_Problem statement_. Reproduce the closing part of the entries exactly: the line with "Tag the shallow" and all lines after it, ending with the last line, and nothing else.

Natural language region descriptions
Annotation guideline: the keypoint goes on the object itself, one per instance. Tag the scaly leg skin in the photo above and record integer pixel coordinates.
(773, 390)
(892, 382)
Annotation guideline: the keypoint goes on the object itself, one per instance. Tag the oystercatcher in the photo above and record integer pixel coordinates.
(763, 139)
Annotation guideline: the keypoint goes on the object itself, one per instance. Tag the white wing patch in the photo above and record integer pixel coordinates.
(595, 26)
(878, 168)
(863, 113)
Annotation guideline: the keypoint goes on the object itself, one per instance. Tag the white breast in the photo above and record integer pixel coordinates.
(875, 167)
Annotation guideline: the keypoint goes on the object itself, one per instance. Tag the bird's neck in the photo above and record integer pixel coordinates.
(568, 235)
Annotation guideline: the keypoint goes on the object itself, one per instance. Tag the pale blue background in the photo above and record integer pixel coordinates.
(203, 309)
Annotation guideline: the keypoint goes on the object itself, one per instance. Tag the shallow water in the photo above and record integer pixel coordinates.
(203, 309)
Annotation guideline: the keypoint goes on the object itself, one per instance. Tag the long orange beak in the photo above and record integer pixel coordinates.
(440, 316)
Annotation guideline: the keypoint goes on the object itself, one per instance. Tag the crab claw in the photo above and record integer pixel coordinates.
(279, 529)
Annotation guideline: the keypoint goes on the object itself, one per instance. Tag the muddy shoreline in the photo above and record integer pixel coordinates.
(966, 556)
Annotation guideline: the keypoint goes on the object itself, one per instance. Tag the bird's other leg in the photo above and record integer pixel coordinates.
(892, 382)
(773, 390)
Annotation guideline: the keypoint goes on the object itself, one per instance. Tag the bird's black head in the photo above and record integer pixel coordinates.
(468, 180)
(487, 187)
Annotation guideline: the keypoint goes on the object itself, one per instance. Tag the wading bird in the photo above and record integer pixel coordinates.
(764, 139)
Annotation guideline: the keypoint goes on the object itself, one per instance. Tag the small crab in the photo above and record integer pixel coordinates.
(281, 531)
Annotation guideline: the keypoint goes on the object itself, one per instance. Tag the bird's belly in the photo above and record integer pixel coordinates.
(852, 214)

_Task output_.
Annotation guideline: the keypoint goes on the object itself, one per instance. Tag the shallow water in the photo above and record integer pixel coordinates.
(203, 309)
Annotation guideline: the keypoint goes on the object itself, one per instance. Tag the long orange beak in the photo above and record integer pixel coordinates.
(440, 316)
Annotation guideline: the keypoint goes on the object itself, one per instance. Tag the crab claw in the photo above and record integer pixel coordinates.
(279, 529)
Annotation guideline: the keypoint goes on the object itself, one per instance. Tag the muddy shoreline in the photo above and record integer pixel coordinates.
(966, 556)
Annotation guideline: the keypoint goes on the object itself, one per instance. Tag the bird's other leg in the photo above and record integer pixel coordinates.
(892, 382)
(773, 390)
Annotation guideline: the keypoint goes on the object itself, one per instance. Tag the bird's black head in the photo above and record integer pixel coordinates.
(468, 180)
(487, 187)
Annotation guideline: the keypoint goes on the object itself, one per instance. Tag the wading bird in the photo above and record integer pixel coordinates.
(764, 139)
Annotation guideline: the keypoint goes on the object itself, one per instance. Tag the small crab in the photo above and record integer pixel coordinates.
(281, 531)
Annotation guideline: the keypoint goes on the object itself, one per instance. Tag the bird's belly in the photo above and record integer pixel coordinates.
(852, 214)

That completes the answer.